#### [SOURCE DOCUMENT]
Fun to say and delightfully easy to drink, Grüner Veltliner calls Austria its homeland. While some easily quaffable Grüners come in a one-liter—a convenient size—many high caliber single vineyard bottlings can benefit from cellar aging. Somm Secret—About 75% of the world’s Grüner Veltliner comes from Austria but the variety is gaining ground in other countries, namely Hungary, the Czech Republic, Slovakia and the United States.
As Austria’s most prestigious wine growing region, the landscape of the Wachau is—not surprisingly—one of its most dramatic. Millions of years ago, the Danube River chiseled its way through the earth, creating steep terraces of decomposed volcanic and metamorphic rock. Harsh Ice Age winds brought deposits of ancient glacial dust and loess to the terrace’s eastern faces. Today these steep surfaces of nutrient-poor and fast draining soil are home to some of Austria’s very best sites for both Grüner Veltliner and Riesling.
Wachau is small, comprising a mere three percent of Austria’s vine surface and, considering relatively low yields, represents a miniscule proportion of total wine production. Diurnal temperature shifts in Wachau facilitate great balance of sugar and phenolic ripeness in its grapes. At night cold air from the Alps and forests in the northwest displace warm afternoon air, which gets sucked upstream along the Danube.
Its sites are actually so varied and distinct that more emphasis is going into vineyard-designated offerings even despite grape variety. Grüner Veltliner and Riesling are most prominent, but the region produces Chardonnay, Pinot Blanc (Weissburgunder), Pinot Gris, Sauvignon Blanc and Zweigelt among other local variants.

#### [REQUIRED TASK A]
In the Grüner Veltliner passage, what share of Austria's vine surface does the Wachau make up?
#### [REQUIRED TASK B]
Set down the Grüner Veltliner passage word for word, from "Wachau is small, comprising" up to and including "along the Danube.".

#### [RECORDS SHOWN]
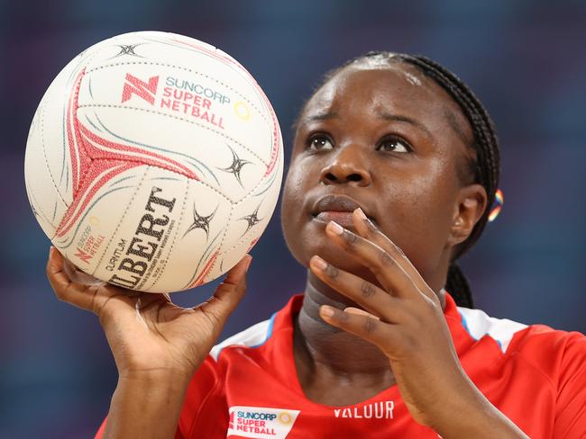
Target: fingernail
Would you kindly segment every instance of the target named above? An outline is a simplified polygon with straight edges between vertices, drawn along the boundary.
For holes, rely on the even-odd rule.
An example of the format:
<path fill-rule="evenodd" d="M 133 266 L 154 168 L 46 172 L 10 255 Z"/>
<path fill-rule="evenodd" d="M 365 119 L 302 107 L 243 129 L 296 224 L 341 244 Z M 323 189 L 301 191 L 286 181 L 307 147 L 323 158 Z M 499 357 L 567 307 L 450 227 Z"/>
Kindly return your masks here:
<path fill-rule="evenodd" d="M 327 263 L 317 255 L 311 258 L 311 264 L 313 264 L 316 268 L 322 271 L 325 270 L 327 267 Z"/>
<path fill-rule="evenodd" d="M 334 316 L 334 309 L 332 307 L 328 307 L 327 305 L 322 305 L 322 307 L 319 309 L 319 311 L 324 317 Z"/>
<path fill-rule="evenodd" d="M 361 208 L 356 209 L 354 211 L 358 215 L 358 218 L 360 218 L 362 221 L 366 221 L 368 220 Z"/>
<path fill-rule="evenodd" d="M 335 221 L 328 222 L 327 228 L 336 235 L 342 235 L 342 233 L 343 233 L 343 228 Z"/>
<path fill-rule="evenodd" d="M 247 261 L 244 263 L 246 264 L 246 266 L 244 267 L 244 273 L 248 272 L 248 267 L 251 266 L 251 263 L 252 262 L 252 256 L 248 255 L 248 257 L 246 259 Z"/>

#### [FINAL ANSWER A]
The Wachau makes up a mere three percent of Austria's vine surface.

#### [FINAL ANSWER B]
Wachau is small, comprising a mere three percent of Austria’s vine surface and, considering relatively low yields, represents a miniscule proportion of total wine production. Diurnal temperature shifts in Wachau facilitate great balance of sugar and phenolic ripeness in its grapes. At night cold air from the Alps and forests in the northwest displace warm afternoon air, which gets sucked upstream along the Danube.